> **Work item**:
Every record gets copied exactly, and no picture goes with it.

> **Provided records**:
■ ■ ■

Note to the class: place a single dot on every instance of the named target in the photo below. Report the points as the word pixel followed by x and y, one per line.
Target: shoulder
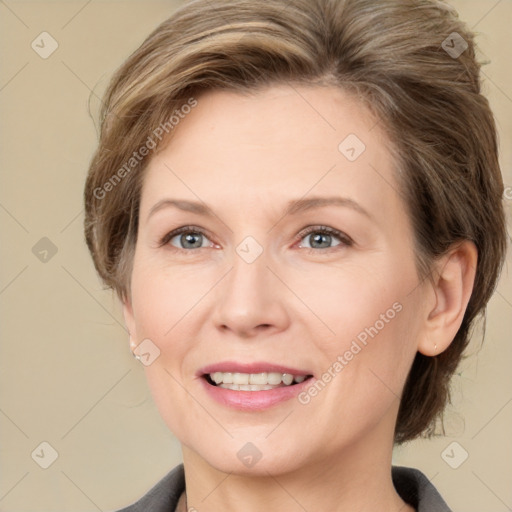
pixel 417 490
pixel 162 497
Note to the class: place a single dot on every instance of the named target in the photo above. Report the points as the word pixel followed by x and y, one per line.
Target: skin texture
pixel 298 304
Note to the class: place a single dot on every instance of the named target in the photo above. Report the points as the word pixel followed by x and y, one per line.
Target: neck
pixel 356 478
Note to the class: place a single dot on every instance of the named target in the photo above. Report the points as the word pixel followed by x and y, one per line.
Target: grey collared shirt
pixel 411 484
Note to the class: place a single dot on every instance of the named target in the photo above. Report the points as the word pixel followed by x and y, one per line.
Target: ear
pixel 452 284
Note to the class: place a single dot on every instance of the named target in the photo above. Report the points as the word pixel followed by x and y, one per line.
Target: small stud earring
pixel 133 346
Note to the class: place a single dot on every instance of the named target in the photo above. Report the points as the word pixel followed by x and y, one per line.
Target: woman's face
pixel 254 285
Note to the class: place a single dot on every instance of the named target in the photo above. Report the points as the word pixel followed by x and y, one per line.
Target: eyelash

■ ■ ■

> **Expected output**:
Note to the class: place a single dot on every instance of the named target in the photo below. Report the points as the word pixel followed by x and y, one per line.
Target: shoulder
pixel 417 490
pixel 162 497
Note to the class: place a single dot on every instance of the named target in the photo above. Report the points as the word pixel followed by x and y, one per line.
Target: skin texture
pixel 298 304
Note to the class: place a single dot on every instance of the named target in the photo above. Report the points as the word pixel followed by x and y, one per line.
Target: neck
pixel 356 478
Note to the class: place a single dot on every instance of the named target in the photo above. Report the points as the word pixel followed by x and y, one per line.
Target: grey collared shirt
pixel 411 484
Note to the class: place a single dot on every instance of the named target in the photo above. Report the points as the word pixel followed by x and y, one per line.
Target: ear
pixel 452 284
Note to the class: place a single dot on every instance of the named target in the photo above. Report the points as the word pixel followed by x and y, one per line.
Target: small stud earring
pixel 133 346
Note to the class: place a single dot on every instance of the named target in the photo above. Report the points as the word pixel followed by x and y, one per line.
Target: woman's face
pixel 254 285
Note to the class: place a single dot on every instance of the named target in the photo above. Report the points as the word pixel followed by x and y, one per line.
Target: eyelash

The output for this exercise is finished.